_Task objective:_ Please pick up the account of how Housmans bookshop began, given below, and continue it from its last sentence.

_Supplied passage:_
____________________
Housmans' origins began in the 1930s with key players in the British peace movement connected to the pacifist organisation Peace Pledge Union and one of its projects: the pacifist magazine Peace News.

Temporary bookshops affiliated with the Peace Pledge Union existed as early as 1936 with one at 36 Ludgate Hill, London. By 1946 a bookshop was operating within the Peace Pledge Union headquarters at Dick Shepherd House, 6 Endsleigh Street in Bloomsbury, London, but its business lacked a shop window.

A plan for a permanent bookshop was envisioned by a key sponsor of the Peace Pledge Union, the pacifist author and playwright Laurence Housman. After World War II, Housman proposed a shop that would promote "ideas of peace, [...] human rights and a more equitable economy by which future wars, and all their inherent suffering, might be avoided."

The name of Housmans was given to the bookshop in Laurence Housman's honour and its cofounders include staff and sponsors of the Peace Pledge Union and Peace News. Directors appointed to the original company limited guarantee include the pacifist writer Vera Brittain, London bookseller Llewelyn Kiek, and literary critic Hugh I'Anson Fausset. Further cofounders include Peace Pledge Union staffers John Barclay and Trefor Rendall Davies, and the business manager of Peace News, Harry Mister. Mister would go on to work as Housman's business manager until 1976.
____________________
_Supplied material:_
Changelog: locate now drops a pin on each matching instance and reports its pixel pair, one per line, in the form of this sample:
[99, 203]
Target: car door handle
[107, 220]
____________________
_Response to this exercise:_
In 1972 the company was re-structured with Housmans Bookshop Ltd newly created to separate the management of Housmans from that of Peace News, while Peacenews Trustees Ltd (renamed Peace News Trustees Ltd in December 2025) continued to oversee both organisations.

Housmans is sometimes referred to as an anarchist bookshop.

== History of the premises and business ==

=== Early days at Shaftesbury Avenue ===

The original Housmans bookshop was located at 124 Shaftesbury Avenue, London and opened for business on 26 October 1945. The building had been repaired after bomb damage.

Attendees of the shop's opening ceremony included Laurence Housman, the anarchist author Herbert Read, editor of The New Statesman Kingsley Martin, the campaigner Irene Barclay, Howard Whitten, Patrick Figgis, Doris Figgis, Trefor Rendall Davies, Llewelyn Kiek, Hugh I’Anson Fausset, Harry Mister, Eileen Ager, Geoffrey Gilbert, Henry Rutland, Duncan Christie and John Barclay.

==== Endsleigh cards ====
In 1948, business manager Harry Mister launched Endsleigh Cards, named after the original street location of the Peace Pledge Union offices. Endsleigh Cards was a trading brand of Peace News and its greeting cards were stocked in Housmans.

===== Loss of premises =====
In 1948, an increase in lease renewal costs prompted the Peace Pledge Union to close the physical shop and pass ownership of its trading name to the Peace News company. Housmans continued to trade as a mail-order bookselling business and lacked physical premises until 1958.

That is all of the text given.